§ **Exercise goal**:
The answer is an exact repeat of the entries below, with the pictures omitted.

§ **Information supplied**:
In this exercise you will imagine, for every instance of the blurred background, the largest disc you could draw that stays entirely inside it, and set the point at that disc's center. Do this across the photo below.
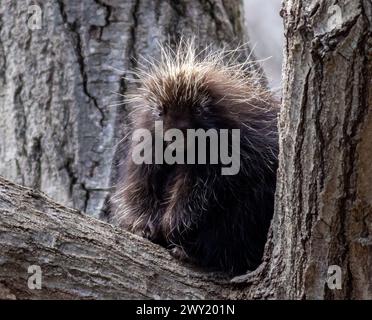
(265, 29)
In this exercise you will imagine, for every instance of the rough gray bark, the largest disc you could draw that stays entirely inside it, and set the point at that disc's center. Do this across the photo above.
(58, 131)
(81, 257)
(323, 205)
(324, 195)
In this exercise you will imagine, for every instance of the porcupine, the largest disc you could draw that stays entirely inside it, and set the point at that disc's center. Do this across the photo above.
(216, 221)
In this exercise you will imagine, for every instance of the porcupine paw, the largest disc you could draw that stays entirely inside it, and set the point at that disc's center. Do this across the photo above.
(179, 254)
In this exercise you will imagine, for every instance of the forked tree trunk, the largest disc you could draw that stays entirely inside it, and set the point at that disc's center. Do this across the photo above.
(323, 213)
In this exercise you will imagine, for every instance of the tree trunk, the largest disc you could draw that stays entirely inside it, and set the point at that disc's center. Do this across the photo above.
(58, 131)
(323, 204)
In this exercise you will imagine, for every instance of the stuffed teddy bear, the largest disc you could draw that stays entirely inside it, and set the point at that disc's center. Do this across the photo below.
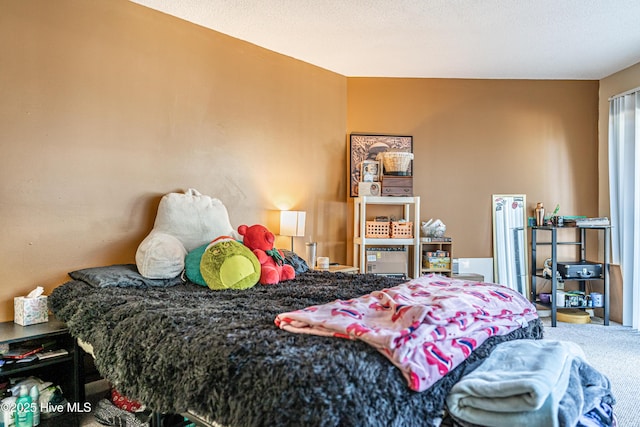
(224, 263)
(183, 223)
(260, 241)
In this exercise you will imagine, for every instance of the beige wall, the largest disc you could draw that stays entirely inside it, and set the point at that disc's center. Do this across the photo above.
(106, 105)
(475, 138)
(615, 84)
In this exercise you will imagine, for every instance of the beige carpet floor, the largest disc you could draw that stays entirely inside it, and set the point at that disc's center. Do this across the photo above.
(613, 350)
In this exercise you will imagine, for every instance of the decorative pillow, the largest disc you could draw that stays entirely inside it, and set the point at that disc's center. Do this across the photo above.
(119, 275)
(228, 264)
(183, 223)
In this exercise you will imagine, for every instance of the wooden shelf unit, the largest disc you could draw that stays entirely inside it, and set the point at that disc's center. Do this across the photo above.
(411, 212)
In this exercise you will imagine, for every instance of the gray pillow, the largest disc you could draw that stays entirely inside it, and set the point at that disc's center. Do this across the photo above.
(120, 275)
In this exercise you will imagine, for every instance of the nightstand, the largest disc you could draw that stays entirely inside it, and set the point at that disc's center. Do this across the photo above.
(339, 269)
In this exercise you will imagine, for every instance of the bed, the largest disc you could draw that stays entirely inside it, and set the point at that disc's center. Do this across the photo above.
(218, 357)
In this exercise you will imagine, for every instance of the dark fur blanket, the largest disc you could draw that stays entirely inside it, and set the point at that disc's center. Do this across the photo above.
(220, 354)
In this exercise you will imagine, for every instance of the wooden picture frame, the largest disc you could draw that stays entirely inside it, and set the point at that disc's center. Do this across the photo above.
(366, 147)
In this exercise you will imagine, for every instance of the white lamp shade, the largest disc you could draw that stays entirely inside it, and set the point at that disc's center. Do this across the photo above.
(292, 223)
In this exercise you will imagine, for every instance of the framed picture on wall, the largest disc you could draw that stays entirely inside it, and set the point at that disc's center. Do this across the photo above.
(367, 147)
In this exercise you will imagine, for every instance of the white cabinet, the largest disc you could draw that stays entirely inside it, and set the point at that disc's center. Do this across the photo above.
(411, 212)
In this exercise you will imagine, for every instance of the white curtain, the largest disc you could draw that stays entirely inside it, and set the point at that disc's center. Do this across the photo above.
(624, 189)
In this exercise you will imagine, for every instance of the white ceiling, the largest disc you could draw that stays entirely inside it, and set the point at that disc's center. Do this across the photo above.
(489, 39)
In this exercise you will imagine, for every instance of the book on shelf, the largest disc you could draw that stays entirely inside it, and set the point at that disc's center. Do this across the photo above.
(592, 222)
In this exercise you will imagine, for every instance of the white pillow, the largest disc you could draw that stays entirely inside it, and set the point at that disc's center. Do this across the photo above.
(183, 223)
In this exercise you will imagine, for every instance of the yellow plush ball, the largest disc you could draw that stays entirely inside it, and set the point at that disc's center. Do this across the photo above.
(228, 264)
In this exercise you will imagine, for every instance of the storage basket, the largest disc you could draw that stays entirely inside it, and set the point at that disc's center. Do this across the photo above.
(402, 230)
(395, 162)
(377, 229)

§ **Answer for the task**:
In this exercise you will imagine, for every instance of the blurred background, the largest disc you could draw that stays entirely inside it, and set the point at that disc's center. Do this across the photo below.
(265, 29)
In this exercise you will imagine, for every instance of the rough gray bark, the largest disc you could draw that stays entirely inside it, and set the point at that disc's center. Do this across the photo above.
(58, 131)
(81, 257)
(323, 205)
(324, 195)
In this exercise you will imagine, for every instance of the porcupine, the largest disc you could draw that stays entirely inside it, and set the point at that disc's center. Do this across the photo above.
(216, 221)
In this exercise you will imagine, for every instance of the porcupine paw, the largest disc you could draw that stays entirely inside it, and set the point at that disc's center. Do this across the photo above.
(179, 254)
In this exercise you will imagine, for every instance of the forked tree trunk, the largest disc you could draw that stays entirely inside it, and set the point at that disc's center. Do this across the photo above.
(323, 213)
In this exercise you will imagine, for every instance of the tree trunk, the largest disc you could draw that stays entirely inside it, and set the point at that disc's center. Do this across the photo above.
(58, 131)
(323, 204)
In this exercise you will imagine, for every instance of the stuffed teddy bear, the largest disc you could draw that stays entirely inside it, and set the point at that disc's center. Do this across the photo below.
(224, 263)
(183, 223)
(260, 241)
In this exercise you will imagine, for every instance of the beige wall, the largest disc you could draw that stays entirely inside it, and set the point at that disc's center. Do this across the photo above.
(106, 105)
(475, 138)
(615, 84)
In this exercise you will imagine, for every instance of the beige carpet floor, the largest disc you could draw that stays entirely inside it, and set the point at that disc's center. Do this across the photo above.
(613, 350)
In this exercise you will imagine, for every instance of the decorative pillow, the largest disc you could draw that stays entirely inside it, and set the point at that disc's center. Do this across the photo above.
(119, 275)
(228, 264)
(183, 223)
In this exercise you will imagine, for every instance of the wooden shelf unit, the largest disc you could draw that stays entirely inside it, and set the point at that disc's center. Do this across the photo above.
(411, 212)
In this exercise you will imagine, for every instance of the gray pillow, the largest disc you could draw that stays entirely inside it, and set the point at that disc's center. Do this across the photo above.
(120, 275)
In this exercise you will imagine, for every instance of the nightstand, the largest disc you could draw that stays entirely inside it, and set the point at that disc's center. Do this across the photo above.
(339, 269)
In this exercise you will imagine, for every instance of the bed, the largest disc you could draw that stays entirely inside it, and set the point at that disc's center. Do this across the photo above.
(218, 357)
In this exercise you will imagine, for every instance of the dark fur blanket, the largest disc you could draw that stays entirely inside it, and set the point at that disc's center. Do this across the photo above.
(220, 354)
In this exercise you will imagine, for every instance of the wooden picture frame, the largest disc you could draw that stays entirely inside it, and set the point at that disc's center. Do this across the photo above.
(366, 147)
In this exercise you will imagine, for every instance of the white lamp shade, the largest disc you could draw that stays entirely inside it, and set the point at that disc's center. Do this across the photo above.
(292, 223)
In this exercise you will imagine, for every instance of the framed picture on wall, the largest disc you could draw that stays entirely inside it, and set the point at that disc's center. Do this across the photo above.
(367, 147)
In this exercise you will imagine, for every instance of the white cabinet, the largest disc you could draw that stays entirely inside it, and set the point at that disc's center. Do this across the photo above.
(411, 212)
In this exercise you will imagine, for every instance of the white curtain, the largest disc you could draw that stays entirely inside it, and set the point at that disc's center. Do this across the photo above.
(624, 189)
In this exercise you will imagine, for every instance of the white ceiling, the largest disc you could draw that stays entirely inside it, and set the point at that disc's center. Do this across the photo above.
(489, 39)
In this exercise you will imagine, for every instance of the book on shelf, the largest disc you could draw that stays entirely inside it, and set the point at that disc's center. Do this across the photo above.
(592, 222)
In this exercise you will imagine, for every instance of the white pillow, the largest disc you could draw that stays entirely inside it, and set the point at that disc's center. Do this across the photo above.
(183, 223)
In this exercise you will imagine, for every instance of the yellow plush ball, the largest disc you could draw that stays entirely inside it, and set the point at that disc's center. Do this across the photo above.
(228, 264)
In this exercise you will imagine, for every instance of the storage basket, the largest disc you could draw that stays entirely inside it, and set the point at that disc's center. Do this across the photo above.
(402, 230)
(395, 162)
(377, 229)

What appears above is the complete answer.